-------- SOURCE DOCUMENT --------

Question

(a) Give reasons for the following:
(i) Bond enthalpy of $F_2$ is lower than that of $C{l}_2$.
(ii) $P{H}_3$ has lower boiling point than $N{H}_3$.
(b) Draw the structures of the following molecules:
(i) $Br{F}_3$
(ii) $(HP{O}_3{)}_3$
(iii) $Xe{F}_4$
OR
(a) Account for the following:
(i) Helium is used in diving apparatus.
(ii) Fluorine does not exhibit positive oxidation state.
(iii) Oxygen shows catenation behavior less than sulphur.
(b) Draw the structures of the following molecules:
(i) $Xe{F}_2$
(ii) $H_2{S}_2{O}_8$

Answer 1

a)

i) Fluorine atoms are extremely small. As a result it strengthens the repulsion between lone pair and weakens the bond.

ii) Due to presence of inter-molecular hydrogen bonding in $N{H}_3$ , It has higher boiling point than $P{H}_3$.

OR

a)

i)Air contains a large amount of nitrogen and the solubility of gases in liquids increases with increase in pressure. When sea divers dive deep into the sea, large amount of nitrogen dissolves in their blood. When they come back to the surface, solubility of nitrogen decreases and it separates from the blood and forms small air bubbles. This leads to a dangerous medical condition called bends. Therefore, air in oxygen cylinders used for diving is diluted with helium gas. This is done as He is sparingly less soluble in blood

ii)Fluorine is the most electronegative element in the periodic table. For it to exhibit a positive oxidation state, a more electro negative element has to be bonded with it, which is very difficult to make happen.

iii)Oxygen is small in size and the lone pairs on oxygen repel the bond pairs of O-O bond to larger extent than the lone pairs on sulphur in S-S bond. The S-S bond energy 213 k J/mol therefore bond strength is more compared to O-O bond energy 138 k J/mol. ... Hence sulphur has greater tendency for catenation than oxygen.

--------

PARTS OF THE EXERCISE →
[a] According to the chemistry text, what dangerous medical condition results when nitrogen forms small bubbles in a diver's blood?
[b] Transcribe the chemistry text starting with "ii)Fluorine is the" and going on through "catenation than oxygen.".
[c] Summarize the chemistry text in two sentences.

-------- DATASET SECTION --------

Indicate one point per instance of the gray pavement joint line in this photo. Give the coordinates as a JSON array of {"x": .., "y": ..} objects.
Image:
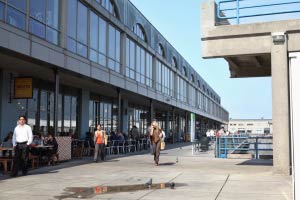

--------

RESULTS BY TASK →
[a] Bends.

[b]
ii)Fluorine is the most electronegative element in the periodic table. For it to exhibit a positive oxidation state, a more electro negative element has to be bonded with it, which is very difficult to make happen.

iii)Oxygen is small in size and the lone pairs on oxygen repel the bond pairs of O-O bond to larger extent than the lone pairs on sulphur in S-S bond. The S-S bond energy 213 k J/mol therefore bond strength is more compared to O-O bond energy 138 k J/mol. ... Hence sulphur has greater tendency for catenation than oxygen.

[c] The text poses a chemistry question that asks for reasons behind properties of fluorine, phosphine, helium, oxygen and sulphur, and for the structures of molecules such as BrF3, XeF4 and XeF2. Its answer credits ammonia's higher boiling point to intermolecular hydrogen bonding, explains that divers' air is diluted with helium to prevent the bends, and says sulphur catenates more readily than oxygen because the S-S bond is stronger than the O-O bond.